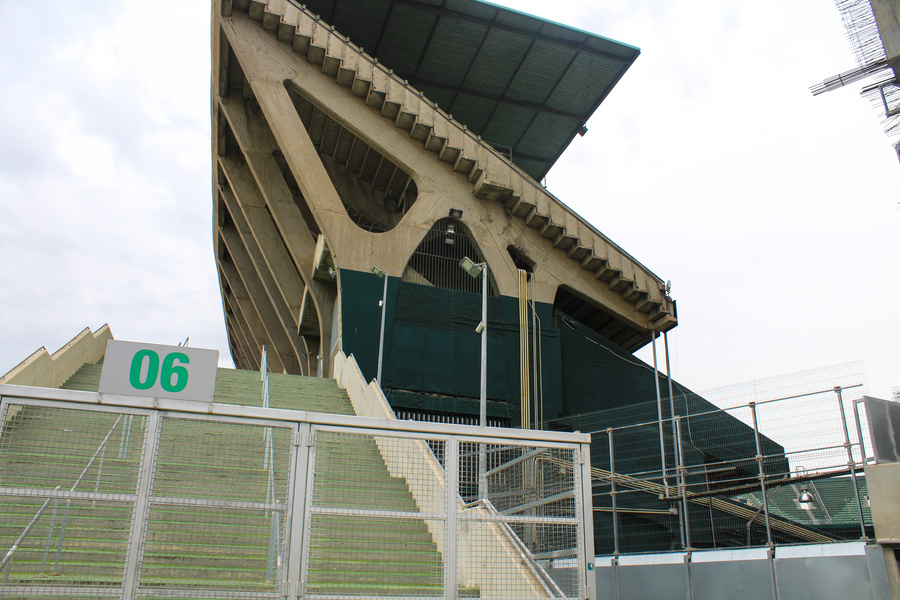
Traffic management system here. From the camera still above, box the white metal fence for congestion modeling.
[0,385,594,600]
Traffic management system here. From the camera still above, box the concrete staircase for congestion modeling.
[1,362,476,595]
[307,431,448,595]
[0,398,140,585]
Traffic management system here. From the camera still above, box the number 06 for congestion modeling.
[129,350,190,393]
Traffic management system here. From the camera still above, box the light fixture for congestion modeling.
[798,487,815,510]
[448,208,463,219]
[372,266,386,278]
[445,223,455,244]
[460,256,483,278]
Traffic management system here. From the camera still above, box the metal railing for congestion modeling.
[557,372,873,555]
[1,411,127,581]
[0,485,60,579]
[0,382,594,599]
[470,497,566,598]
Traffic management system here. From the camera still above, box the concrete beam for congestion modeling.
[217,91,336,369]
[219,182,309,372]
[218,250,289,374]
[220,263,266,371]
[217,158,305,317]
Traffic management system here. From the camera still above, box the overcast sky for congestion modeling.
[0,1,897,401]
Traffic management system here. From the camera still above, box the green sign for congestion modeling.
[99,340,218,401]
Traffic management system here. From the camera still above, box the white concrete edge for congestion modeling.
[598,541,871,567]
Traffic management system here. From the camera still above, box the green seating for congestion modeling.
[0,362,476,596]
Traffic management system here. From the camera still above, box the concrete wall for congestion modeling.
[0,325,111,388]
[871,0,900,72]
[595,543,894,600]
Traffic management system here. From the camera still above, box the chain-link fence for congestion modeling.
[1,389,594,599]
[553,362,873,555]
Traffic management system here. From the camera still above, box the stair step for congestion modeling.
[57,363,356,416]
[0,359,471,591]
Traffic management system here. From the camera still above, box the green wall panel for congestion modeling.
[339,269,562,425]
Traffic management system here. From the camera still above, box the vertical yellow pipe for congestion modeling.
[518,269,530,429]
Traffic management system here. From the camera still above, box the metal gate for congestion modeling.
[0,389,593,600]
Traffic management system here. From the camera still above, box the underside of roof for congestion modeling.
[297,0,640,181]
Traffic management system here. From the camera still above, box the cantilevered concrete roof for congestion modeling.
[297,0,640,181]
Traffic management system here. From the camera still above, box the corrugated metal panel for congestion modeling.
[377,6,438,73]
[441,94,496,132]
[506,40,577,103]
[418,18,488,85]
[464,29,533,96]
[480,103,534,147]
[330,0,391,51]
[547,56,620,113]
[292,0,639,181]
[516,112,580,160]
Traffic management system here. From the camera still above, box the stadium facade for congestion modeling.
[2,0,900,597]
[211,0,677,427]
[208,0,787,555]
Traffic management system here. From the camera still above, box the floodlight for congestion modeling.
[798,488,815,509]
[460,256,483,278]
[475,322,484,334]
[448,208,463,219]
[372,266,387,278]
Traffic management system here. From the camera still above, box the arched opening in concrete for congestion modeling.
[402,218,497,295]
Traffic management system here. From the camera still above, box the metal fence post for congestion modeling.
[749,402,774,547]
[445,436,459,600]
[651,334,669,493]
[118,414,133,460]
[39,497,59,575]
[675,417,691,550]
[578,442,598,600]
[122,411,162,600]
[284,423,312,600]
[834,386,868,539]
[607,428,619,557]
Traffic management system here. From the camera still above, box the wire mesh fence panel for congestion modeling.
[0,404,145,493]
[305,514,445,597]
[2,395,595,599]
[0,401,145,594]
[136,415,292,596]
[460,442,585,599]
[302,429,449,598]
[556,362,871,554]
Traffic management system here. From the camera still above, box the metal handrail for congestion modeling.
***
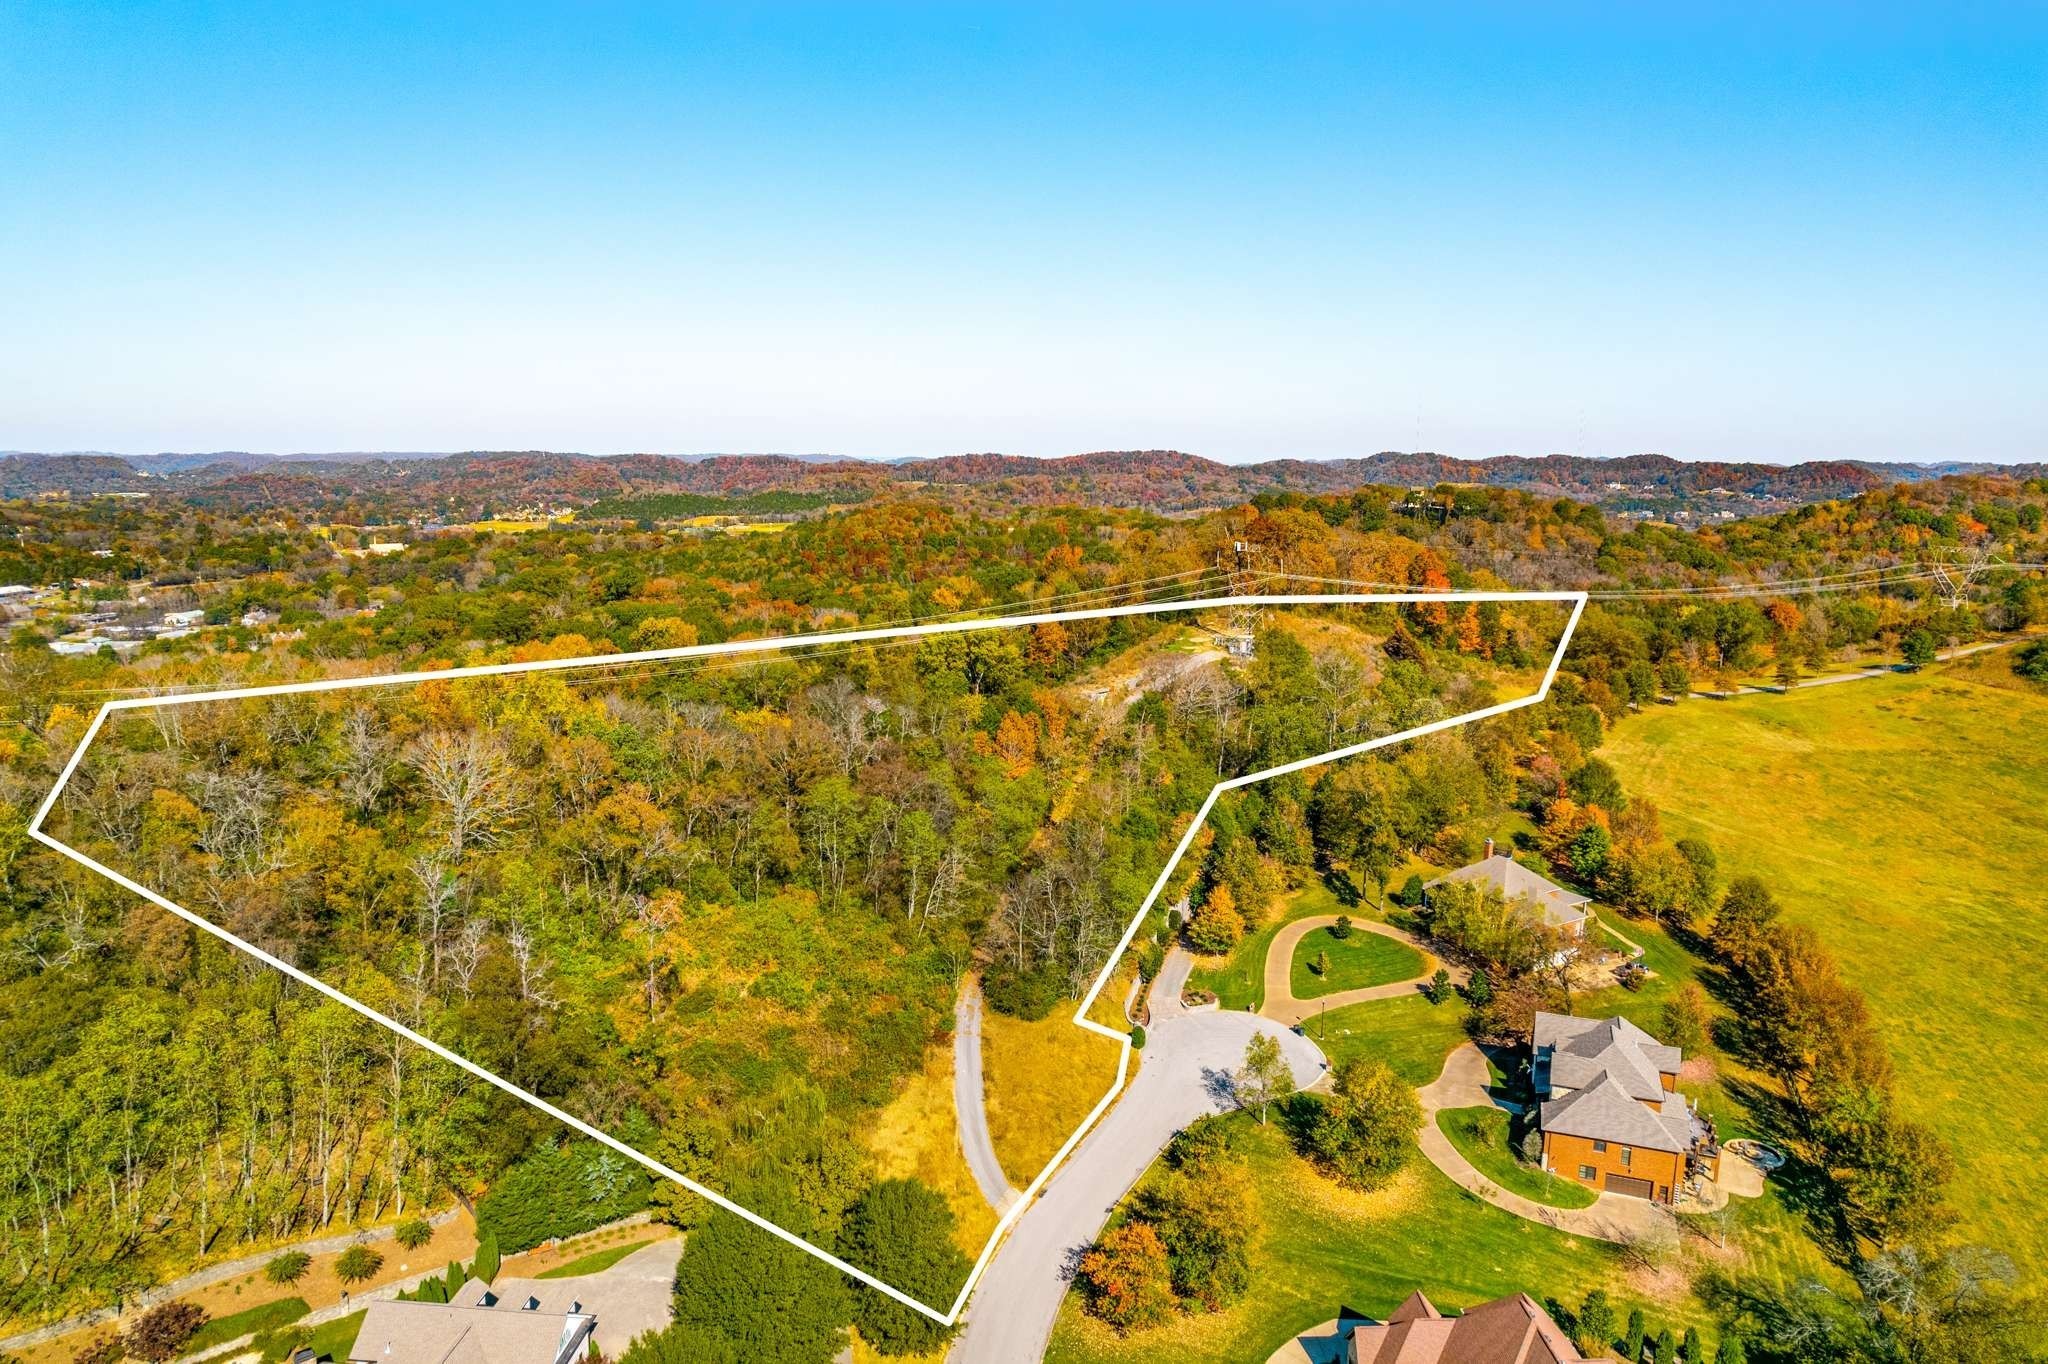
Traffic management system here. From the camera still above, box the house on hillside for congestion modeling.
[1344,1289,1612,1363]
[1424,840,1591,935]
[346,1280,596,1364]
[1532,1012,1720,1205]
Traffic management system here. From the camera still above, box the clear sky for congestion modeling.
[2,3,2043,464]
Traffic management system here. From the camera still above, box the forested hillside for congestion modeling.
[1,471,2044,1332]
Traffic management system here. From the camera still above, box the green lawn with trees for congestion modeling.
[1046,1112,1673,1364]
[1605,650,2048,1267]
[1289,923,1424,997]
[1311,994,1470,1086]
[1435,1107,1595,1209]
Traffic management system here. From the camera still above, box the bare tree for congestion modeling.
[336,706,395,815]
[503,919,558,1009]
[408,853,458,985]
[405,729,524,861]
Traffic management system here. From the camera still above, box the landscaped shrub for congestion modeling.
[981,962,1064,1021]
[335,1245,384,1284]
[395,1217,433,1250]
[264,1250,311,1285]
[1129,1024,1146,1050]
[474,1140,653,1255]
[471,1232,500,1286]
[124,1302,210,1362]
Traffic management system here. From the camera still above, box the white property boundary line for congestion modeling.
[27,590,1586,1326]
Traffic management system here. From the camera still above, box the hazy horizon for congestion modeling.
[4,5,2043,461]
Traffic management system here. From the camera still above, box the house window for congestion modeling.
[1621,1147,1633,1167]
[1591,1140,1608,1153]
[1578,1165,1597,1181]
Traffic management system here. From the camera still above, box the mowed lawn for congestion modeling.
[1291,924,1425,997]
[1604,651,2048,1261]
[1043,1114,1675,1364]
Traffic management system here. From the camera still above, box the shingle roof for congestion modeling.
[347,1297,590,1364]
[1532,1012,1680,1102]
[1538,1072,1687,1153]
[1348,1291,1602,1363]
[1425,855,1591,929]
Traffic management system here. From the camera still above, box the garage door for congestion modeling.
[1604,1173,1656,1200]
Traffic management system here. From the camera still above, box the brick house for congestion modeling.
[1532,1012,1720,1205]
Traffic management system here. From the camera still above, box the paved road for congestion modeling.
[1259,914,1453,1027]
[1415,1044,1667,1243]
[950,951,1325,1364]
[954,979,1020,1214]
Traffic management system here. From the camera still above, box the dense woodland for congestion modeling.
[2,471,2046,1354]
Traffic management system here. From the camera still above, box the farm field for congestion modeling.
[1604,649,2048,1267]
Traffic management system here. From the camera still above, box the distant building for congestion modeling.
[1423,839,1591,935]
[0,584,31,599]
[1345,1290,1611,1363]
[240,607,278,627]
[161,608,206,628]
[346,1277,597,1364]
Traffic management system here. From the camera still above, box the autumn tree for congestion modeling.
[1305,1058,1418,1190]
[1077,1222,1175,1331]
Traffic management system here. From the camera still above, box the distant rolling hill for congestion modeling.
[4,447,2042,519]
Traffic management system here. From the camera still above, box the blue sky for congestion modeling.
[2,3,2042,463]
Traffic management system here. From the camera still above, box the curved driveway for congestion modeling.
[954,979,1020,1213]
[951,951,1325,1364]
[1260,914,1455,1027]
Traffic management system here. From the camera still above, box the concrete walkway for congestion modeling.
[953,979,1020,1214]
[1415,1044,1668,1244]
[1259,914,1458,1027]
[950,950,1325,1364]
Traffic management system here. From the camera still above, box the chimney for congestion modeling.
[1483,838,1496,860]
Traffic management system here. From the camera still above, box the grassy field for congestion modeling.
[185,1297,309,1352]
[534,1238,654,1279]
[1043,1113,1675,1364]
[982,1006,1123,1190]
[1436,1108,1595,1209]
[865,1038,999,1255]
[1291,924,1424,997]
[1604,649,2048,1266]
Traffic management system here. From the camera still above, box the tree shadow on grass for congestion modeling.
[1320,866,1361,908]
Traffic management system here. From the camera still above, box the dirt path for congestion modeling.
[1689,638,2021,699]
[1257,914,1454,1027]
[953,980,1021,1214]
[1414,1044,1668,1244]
***
= ASSIGNED TASK =
Taking the entries above, write out exactly each line from the one holding "gate for congestion modeling." to the one holding "handrail for congestion modeling.", both included, and stop there.

= RESULT FOR THIS TASK =
Traffic management system here. From the camera still above, box the metal gate for congestion modeling.
[0,389,593,600]
Traffic management system here. From the camera still above, box the underside of roof for congestion modeling.
[297,0,640,181]
Traffic management system here. From the camera still above, box the cantilevered concrete roof for congestion modeling.
[297,0,640,181]
Traffic management system here. From the camera still above, box the corrugated metal panel for congestion modeling.
[377,6,438,73]
[441,94,496,132]
[506,40,577,103]
[418,18,488,85]
[464,29,533,96]
[480,103,534,147]
[330,0,391,51]
[547,56,620,113]
[292,0,639,181]
[516,112,580,160]
Traffic management system here. From the camera still above, box the stadium facade for congestion modeling.
[2,0,900,597]
[211,0,677,427]
[208,0,787,555]
Traffic management system here. From the camera still above, box the floodlight for congestion modeling.
[798,488,815,509]
[460,256,483,278]
[475,322,484,334]
[448,208,463,219]
[372,266,387,278]
Traffic management system here. From the camera still above, box the arched opening in concrete for congestion modeling.
[402,218,497,295]
Traffic management system here. From the camera still above, box the metal fence post for congestion modeling.
[749,402,774,547]
[445,436,459,600]
[651,334,669,493]
[118,414,133,460]
[39,497,59,575]
[675,417,691,550]
[578,442,598,600]
[122,411,162,600]
[284,423,312,600]
[834,386,868,539]
[607,428,619,557]
Traffic management system here. From the camera still above, box the wire mesh fence panel for congestion modeling.
[0,404,145,493]
[305,514,445,597]
[2,395,595,599]
[0,401,145,594]
[136,415,292,596]
[460,442,585,599]
[302,429,449,598]
[556,362,871,554]
Traffic management system here. From the camera still above, box the metal handrail for congestion modeling.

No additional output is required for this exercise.